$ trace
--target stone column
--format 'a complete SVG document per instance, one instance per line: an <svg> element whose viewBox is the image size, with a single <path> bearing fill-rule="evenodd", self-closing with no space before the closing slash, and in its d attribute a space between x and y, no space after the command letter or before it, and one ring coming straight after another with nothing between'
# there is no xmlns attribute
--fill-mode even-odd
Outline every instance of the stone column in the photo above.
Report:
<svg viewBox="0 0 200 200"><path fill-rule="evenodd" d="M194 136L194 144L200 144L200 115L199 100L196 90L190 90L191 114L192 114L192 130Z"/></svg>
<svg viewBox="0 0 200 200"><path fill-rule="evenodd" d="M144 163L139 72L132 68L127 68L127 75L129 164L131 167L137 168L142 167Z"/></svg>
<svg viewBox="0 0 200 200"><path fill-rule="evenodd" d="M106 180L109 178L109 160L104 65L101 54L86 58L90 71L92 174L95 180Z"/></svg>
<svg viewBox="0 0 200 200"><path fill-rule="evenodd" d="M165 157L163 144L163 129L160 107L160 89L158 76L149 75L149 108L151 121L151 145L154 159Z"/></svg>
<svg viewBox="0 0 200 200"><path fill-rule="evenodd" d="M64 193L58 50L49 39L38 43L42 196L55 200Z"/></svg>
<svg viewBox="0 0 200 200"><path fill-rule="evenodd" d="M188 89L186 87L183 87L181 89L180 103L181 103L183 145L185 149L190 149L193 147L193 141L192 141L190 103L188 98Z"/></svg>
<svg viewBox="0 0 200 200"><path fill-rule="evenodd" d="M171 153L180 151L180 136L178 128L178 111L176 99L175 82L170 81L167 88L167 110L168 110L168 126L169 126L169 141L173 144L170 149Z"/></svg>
▬▬▬
SET TASK: Format every line of the material above as a numbered list, leaving out any blank lines.

ANSWER TO THE TASK:
1. $ trace
2. --target stone column
3. --format 'a complete SVG document per instance, one instance per line: an <svg> element whose viewBox is the image size, with a single <path> bearing fill-rule="evenodd", self-closing with no space before the closing slash, and in its d attribute a space between x and y, no space after the command letter or before it, and one ring coming straight after another with nothing between'
4. # there is no xmlns attribute
5. --fill-mode even-odd
6. Outline every instance of the stone column in the photo above.
7. Report:
8. <svg viewBox="0 0 200 200"><path fill-rule="evenodd" d="M194 136L194 144L200 144L200 115L199 100L196 90L190 90L191 114L192 114L192 130Z"/></svg>
9. <svg viewBox="0 0 200 200"><path fill-rule="evenodd" d="M144 163L139 72L132 68L127 68L127 75L129 164L131 167L137 168L142 167Z"/></svg>
10. <svg viewBox="0 0 200 200"><path fill-rule="evenodd" d="M106 180L109 178L109 160L104 65L101 54L86 58L90 71L92 174L95 180Z"/></svg>
11. <svg viewBox="0 0 200 200"><path fill-rule="evenodd" d="M165 157L163 144L163 129L160 107L160 89L158 76L149 75L149 108L151 121L151 145L154 159Z"/></svg>
12. <svg viewBox="0 0 200 200"><path fill-rule="evenodd" d="M64 193L58 50L49 39L38 43L42 196L55 200Z"/></svg>
13. <svg viewBox="0 0 200 200"><path fill-rule="evenodd" d="M188 89L186 87L183 87L181 89L180 103L181 103L183 145L185 149L190 149L193 147L193 141L192 141L190 103L188 98Z"/></svg>
14. <svg viewBox="0 0 200 200"><path fill-rule="evenodd" d="M171 153L180 151L180 136L178 128L178 111L176 99L175 82L170 81L167 88L167 110L168 110L168 126L169 126L169 141L173 144L170 149Z"/></svg>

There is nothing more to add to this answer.